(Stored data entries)
· · · · · · ·
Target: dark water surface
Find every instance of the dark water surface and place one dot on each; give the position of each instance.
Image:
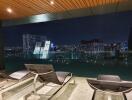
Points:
(89, 68)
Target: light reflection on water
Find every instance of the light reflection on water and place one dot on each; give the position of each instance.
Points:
(89, 67)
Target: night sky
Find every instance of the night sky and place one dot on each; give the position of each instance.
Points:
(110, 28)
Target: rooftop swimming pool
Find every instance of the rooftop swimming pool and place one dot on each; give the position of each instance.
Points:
(89, 67)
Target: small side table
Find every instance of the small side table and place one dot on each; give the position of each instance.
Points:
(108, 95)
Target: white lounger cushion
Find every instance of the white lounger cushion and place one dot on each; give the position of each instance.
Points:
(19, 74)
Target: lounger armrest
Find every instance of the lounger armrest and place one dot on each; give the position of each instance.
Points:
(41, 73)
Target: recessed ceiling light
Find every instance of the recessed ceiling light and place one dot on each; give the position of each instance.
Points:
(9, 10)
(52, 2)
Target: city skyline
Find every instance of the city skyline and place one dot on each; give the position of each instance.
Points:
(109, 28)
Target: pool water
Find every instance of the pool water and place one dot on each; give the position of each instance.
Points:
(88, 68)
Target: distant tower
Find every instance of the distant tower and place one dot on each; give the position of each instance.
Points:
(29, 42)
(130, 40)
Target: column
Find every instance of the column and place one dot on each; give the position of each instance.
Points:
(1, 48)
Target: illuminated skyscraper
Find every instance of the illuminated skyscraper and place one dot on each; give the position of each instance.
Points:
(30, 41)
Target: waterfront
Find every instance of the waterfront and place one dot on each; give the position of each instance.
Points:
(80, 67)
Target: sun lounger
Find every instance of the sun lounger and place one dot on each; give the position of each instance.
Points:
(111, 83)
(55, 77)
(11, 79)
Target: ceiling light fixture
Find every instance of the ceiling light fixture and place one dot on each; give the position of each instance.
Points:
(52, 2)
(9, 10)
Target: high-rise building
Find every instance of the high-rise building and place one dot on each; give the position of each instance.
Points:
(130, 40)
(29, 42)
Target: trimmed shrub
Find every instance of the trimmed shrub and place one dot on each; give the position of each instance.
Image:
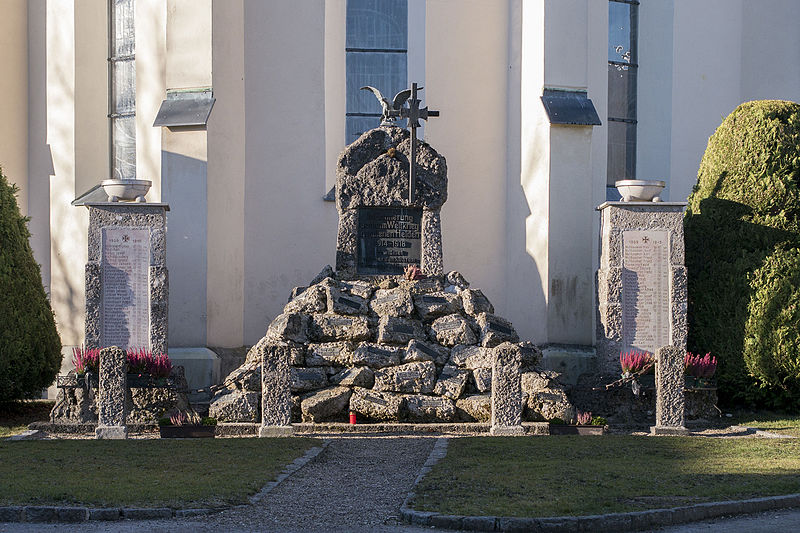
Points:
(744, 207)
(30, 349)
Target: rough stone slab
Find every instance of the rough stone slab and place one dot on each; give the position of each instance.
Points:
(476, 408)
(495, 330)
(451, 330)
(506, 388)
(395, 330)
(377, 356)
(452, 382)
(392, 302)
(669, 387)
(418, 351)
(376, 405)
(410, 377)
(474, 302)
(329, 353)
(307, 379)
(436, 304)
(330, 327)
(420, 408)
(359, 376)
(325, 404)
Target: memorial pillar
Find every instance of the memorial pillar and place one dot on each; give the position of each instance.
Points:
(641, 283)
(126, 276)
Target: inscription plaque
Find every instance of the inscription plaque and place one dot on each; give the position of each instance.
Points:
(645, 290)
(389, 239)
(125, 263)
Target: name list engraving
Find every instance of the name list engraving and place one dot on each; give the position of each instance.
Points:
(125, 267)
(389, 239)
(645, 290)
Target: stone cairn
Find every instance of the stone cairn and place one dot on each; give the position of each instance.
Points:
(364, 339)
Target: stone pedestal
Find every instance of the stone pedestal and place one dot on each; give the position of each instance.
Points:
(507, 391)
(276, 394)
(111, 406)
(641, 283)
(126, 276)
(669, 392)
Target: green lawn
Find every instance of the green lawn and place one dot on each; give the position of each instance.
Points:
(142, 473)
(15, 417)
(573, 475)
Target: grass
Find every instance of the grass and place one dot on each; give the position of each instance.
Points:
(142, 473)
(15, 417)
(569, 475)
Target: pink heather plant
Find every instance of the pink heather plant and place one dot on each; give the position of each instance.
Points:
(633, 361)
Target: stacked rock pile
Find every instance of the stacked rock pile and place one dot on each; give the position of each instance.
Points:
(389, 350)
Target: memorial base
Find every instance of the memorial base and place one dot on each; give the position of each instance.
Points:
(276, 431)
(668, 430)
(111, 432)
(507, 431)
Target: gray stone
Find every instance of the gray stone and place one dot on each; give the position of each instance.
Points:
(451, 382)
(276, 395)
(669, 387)
(506, 389)
(475, 408)
(288, 327)
(326, 404)
(307, 379)
(475, 302)
(452, 329)
(330, 327)
(111, 405)
(359, 376)
(423, 351)
(312, 300)
(377, 356)
(420, 408)
(329, 353)
(235, 406)
(435, 304)
(395, 330)
(392, 302)
(482, 378)
(495, 330)
(376, 405)
(342, 303)
(410, 377)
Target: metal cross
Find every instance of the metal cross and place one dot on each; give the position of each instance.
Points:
(413, 113)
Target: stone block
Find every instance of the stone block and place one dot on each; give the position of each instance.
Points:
(410, 377)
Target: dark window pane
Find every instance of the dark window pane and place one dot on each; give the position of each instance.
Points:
(622, 24)
(621, 151)
(385, 71)
(377, 24)
(622, 91)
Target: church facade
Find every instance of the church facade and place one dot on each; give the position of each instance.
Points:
(543, 105)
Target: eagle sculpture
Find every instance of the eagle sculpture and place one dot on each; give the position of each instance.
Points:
(391, 109)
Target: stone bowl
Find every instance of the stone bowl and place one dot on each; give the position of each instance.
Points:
(127, 190)
(640, 190)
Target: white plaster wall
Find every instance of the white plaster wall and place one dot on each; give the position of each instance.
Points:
(466, 80)
(225, 185)
(14, 103)
(290, 232)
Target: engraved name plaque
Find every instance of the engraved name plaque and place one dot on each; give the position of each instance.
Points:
(645, 290)
(126, 293)
(389, 239)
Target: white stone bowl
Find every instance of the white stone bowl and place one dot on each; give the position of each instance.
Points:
(127, 190)
(640, 190)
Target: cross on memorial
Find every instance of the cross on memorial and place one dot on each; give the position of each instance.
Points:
(413, 113)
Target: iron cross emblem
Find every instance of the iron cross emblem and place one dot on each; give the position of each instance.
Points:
(413, 113)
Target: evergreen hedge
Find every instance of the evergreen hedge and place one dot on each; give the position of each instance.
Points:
(741, 225)
(30, 349)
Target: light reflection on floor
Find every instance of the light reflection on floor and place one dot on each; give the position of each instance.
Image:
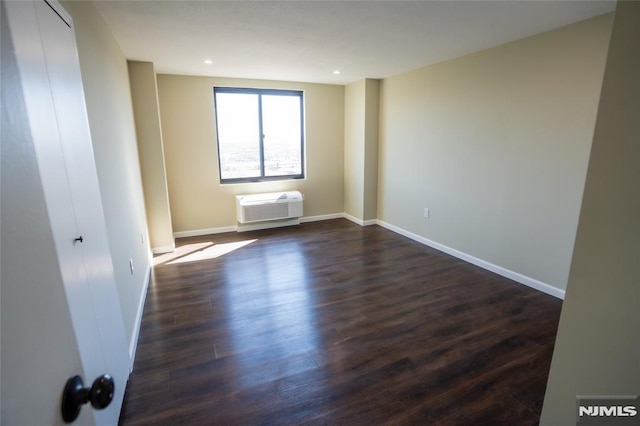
· · · · · · ·
_DIRECTIONS:_ What is needed is an exact copy of every record above, minus the images.

_RESULT FOR THIS EXERCISE:_
Target: dark water surface
Find every instance of the dark water surface and place one dot on each; give the position of each instance.
Image:
Points:
(89, 68)
Target: light reflection on water
Find every instance of the light reflection on water and place one dot on each; give the position of each instance.
Points:
(89, 67)
Target: night sky
Find every instance of the night sky and place one dot on each; give the position of each instance.
Points:
(110, 28)
Target: rooftop swimming pool
Find every instance of the rooftop swimming pool and place one dot on each; give the position of each instance.
Points:
(89, 67)
Target: small side table
Find every instance of the small side table and place one dot on each; give the position of each instance.
Points:
(108, 95)
Target: white lounger cushion
Find every instance of the white lounger cushion and place one dot on each; give the position of each instance.
Points:
(19, 74)
Target: lounger armrest
Find every instance of the lounger armrest and place one dot on each; give the position of each instance.
Points:
(41, 73)
Target: recessed ceiling light
Find every instance of the recessed ceiling light and place one dot on each; give the position of each instance.
Points:
(9, 10)
(52, 2)
Target: city skyline
Find every instance of the city skyline and place one dot on each; give the position of each instance.
Points:
(109, 28)
Target: pool water
Find every instance of the pool water and place one dot on each; give the position of each instance.
Points:
(88, 68)
Target: distant tower
Find every instance of the distant tower and place one dot on each; give the position of each instance.
Points:
(29, 42)
(130, 40)
Target: column
Find every instance of the column and place one dot on each; give the position of each instance.
Points:
(1, 48)
Target: illuminated skyscraper
Find every instance of the illuminated skyscraper and place one dot on each; give the position of each instance.
Points:
(30, 41)
Target: waterfront
Find every instance of the waterfront and place one dot on each; give the position of each instance.
Points:
(80, 67)
Target: sun lounger
Find every instance of the sun lounger and place one dot on each; give the position of each instance.
Points:
(111, 83)
(55, 77)
(11, 79)
Target: ceiling light fixture
Find every instance of the ceiling light fixture and place one dot on each; give the position of each instance.
Points:
(52, 2)
(9, 10)
Target: high-rise building
Find every instance of the high-rise building and place one dot on each; give the position of each instance.
Points:
(130, 40)
(29, 42)
Target: trimmed shrub
Find every instance of the trimmed shrub and place one dot on each; give the position of each instance.
Image:
Points:
(744, 207)
(30, 349)
Target: rough stone slab
Find every instance of the rough stone slab and place one dot on each; give the position of each instance.
Points:
(476, 408)
(495, 330)
(451, 330)
(506, 388)
(395, 330)
(377, 356)
(452, 382)
(392, 302)
(669, 387)
(418, 351)
(376, 405)
(410, 377)
(474, 302)
(329, 353)
(307, 379)
(436, 304)
(330, 327)
(420, 408)
(359, 376)
(325, 404)
Target: memorial pillar
Find every instance of the memorial pillar and place one dot on each; give the position of each instance.
Points:
(641, 283)
(126, 276)
Target: inscription plaque
Find every instance of the inscription plaque and place one dot on each; give the position of each instance.
Points:
(645, 290)
(389, 239)
(125, 263)
Target: name list engraving
Find every instance of the name list engraving and place one dot on each; give the position of each instance.
Points:
(125, 267)
(389, 239)
(645, 290)
Target: stone cairn
Find every instance of the stone cairn and place one dot on each; give the position of each instance.
Points:
(364, 339)
Target: stone pedestal
Find every instance of the stone pedestal and place one dot on each; give the position of each instance.
Points:
(507, 391)
(276, 394)
(111, 406)
(641, 283)
(126, 276)
(669, 392)
Target: green lawn
Find every instance of the green lawn and place one dot on each; give the position of each instance.
Points:
(142, 473)
(15, 417)
(573, 475)
Target: grass
Find every instance of the grass and place one dot on each; give the position of each instance.
Points:
(142, 473)
(15, 417)
(569, 475)
Target: pink heather plant
Find every instance of the pink heather plant and place one dot on each; give the position of each instance.
Points:
(633, 361)
Target: stacked rock pile
Find every instance of the stacked rock pile and place one dot on each; give the position of each instance.
Points:
(389, 350)
Target: memorial base
Find every instance of the memorial base and place one dot on each; give the position of each instance.
Points:
(276, 431)
(668, 430)
(111, 432)
(507, 431)
Target: gray stone
Find every instance of the gray stone and place one dot on each; give the position of each instance.
Points:
(451, 382)
(276, 395)
(669, 387)
(506, 389)
(475, 408)
(288, 327)
(326, 404)
(307, 379)
(475, 302)
(452, 329)
(330, 327)
(111, 405)
(359, 376)
(423, 351)
(312, 300)
(377, 356)
(420, 408)
(329, 353)
(235, 406)
(435, 304)
(395, 330)
(392, 302)
(482, 378)
(495, 330)
(376, 405)
(342, 303)
(410, 377)
Target: metal cross
Find every instance of the metal cross and place one dot on each; give the position of each instance.
Points:
(413, 113)
Target: stone block
Find every instance of the stone block and place one dot on each; give the position of each instance.
Points:
(410, 377)
Target: dark window pane
Find every instance of the dark window pane and place one dot on each; give the position of each instance.
Points:
(622, 24)
(621, 151)
(385, 71)
(377, 24)
(622, 91)
Target: church facade
Find every instance of the church facade and place one dot on each; give the position of each instance.
Points:
(543, 105)
Target: eagle sculpture
Find every instance of the eagle sculpture and place one dot on each; give the position of each instance.
Points:
(391, 109)
Target: stone bowl
Find every instance of the stone bowl and place one dot on each; give the position of each instance.
Points:
(127, 190)
(640, 190)
Target: white plaster wall
Find every instance of the white plaster wall and place one dot on each; give the position of each instance.
Points:
(466, 80)
(225, 185)
(14, 103)
(290, 232)
Target: engraved name plaque
Find every instance of the engraved name plaque and place one dot on each; give the position of each instance.
Points:
(645, 290)
(126, 293)
(389, 239)
Target: white stone bowl
Find every instance of the white stone bowl and place one dot on each; give the position of each instance.
Points:
(127, 190)
(640, 190)
Target: cross on memorial
Find every instance of the cross on memorial and place one dot on each; give the position of each instance.
Points:
(413, 113)
Target: iron cross emblem
Find every instance of the iron cross emblem and place one dot on each; give the position of each instance.
Points:
(413, 113)
Target: evergreen hedge
Find every instance of the evergreen hedge and place one dot on each; give the position of each instance.
Points:
(741, 225)
(30, 349)
Target: light reflection on floor
Find every instance of the light reflection on floor and place one dot on each; give the position of each instance.
Image:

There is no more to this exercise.